▶ **Short task**:
Copy the following lines verbatim, omitting the pictures from your answer.

▶ **Record set**:

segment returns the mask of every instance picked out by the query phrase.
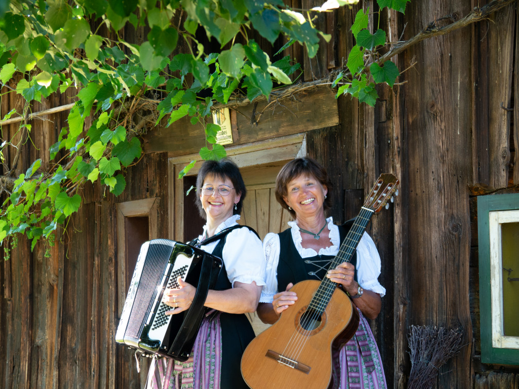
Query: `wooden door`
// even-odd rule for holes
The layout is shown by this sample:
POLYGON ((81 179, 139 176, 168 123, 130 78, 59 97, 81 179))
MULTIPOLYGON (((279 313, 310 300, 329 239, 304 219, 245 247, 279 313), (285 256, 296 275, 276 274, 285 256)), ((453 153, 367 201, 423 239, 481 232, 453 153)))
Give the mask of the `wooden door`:
POLYGON ((242 168, 247 195, 238 223, 254 228, 262 240, 268 232, 277 233, 288 228, 288 211, 276 201, 276 177, 287 161, 242 168))
MULTIPOLYGON (((276 200, 276 177, 287 161, 280 161, 240 169, 247 194, 238 223, 256 230, 263 241, 268 232, 277 233, 288 227, 288 211, 276 200)), ((262 322, 255 312, 248 314, 256 335, 269 326, 262 322)))

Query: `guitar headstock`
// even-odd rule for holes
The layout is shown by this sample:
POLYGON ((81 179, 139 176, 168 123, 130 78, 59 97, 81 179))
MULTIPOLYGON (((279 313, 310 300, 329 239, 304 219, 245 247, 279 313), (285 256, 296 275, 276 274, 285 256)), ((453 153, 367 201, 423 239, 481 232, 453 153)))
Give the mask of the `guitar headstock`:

▶ **Worked solution**:
segment returns the mask of every instance picked out by the query phrase.
Query: `wooden door`
// even-odd rule for holes
The layout is shown by this sample:
POLYGON ((81 179, 139 176, 168 123, 130 78, 59 97, 81 179))
MULTIPOLYGON (((279 313, 310 300, 329 239, 304 219, 245 247, 279 313), (285 256, 296 275, 276 274, 285 256)), ((453 153, 367 201, 423 239, 481 232, 453 153)))
Give the mask of the `wooden door`:
POLYGON ((242 168, 247 195, 238 223, 254 228, 262 240, 268 232, 277 233, 288 228, 288 211, 276 201, 276 177, 287 161, 242 168))
MULTIPOLYGON (((276 200, 276 177, 287 161, 280 161, 240 169, 247 194, 238 223, 256 230, 263 241, 268 232, 277 233, 288 227, 288 211, 276 200)), ((262 322, 255 312, 248 314, 256 335, 269 326, 262 322)))

Query: `guitar headstock`
// even-odd rule for holes
The layout is shown by this sample:
POLYGON ((81 179, 139 176, 168 123, 130 78, 59 97, 81 179))
MULTIPOLYGON (((279 313, 310 300, 329 239, 304 219, 245 247, 279 313), (285 256, 296 275, 276 274, 285 256)), ((453 153, 367 201, 423 239, 481 232, 453 153)))
Give the mask of the `guitar headstock`:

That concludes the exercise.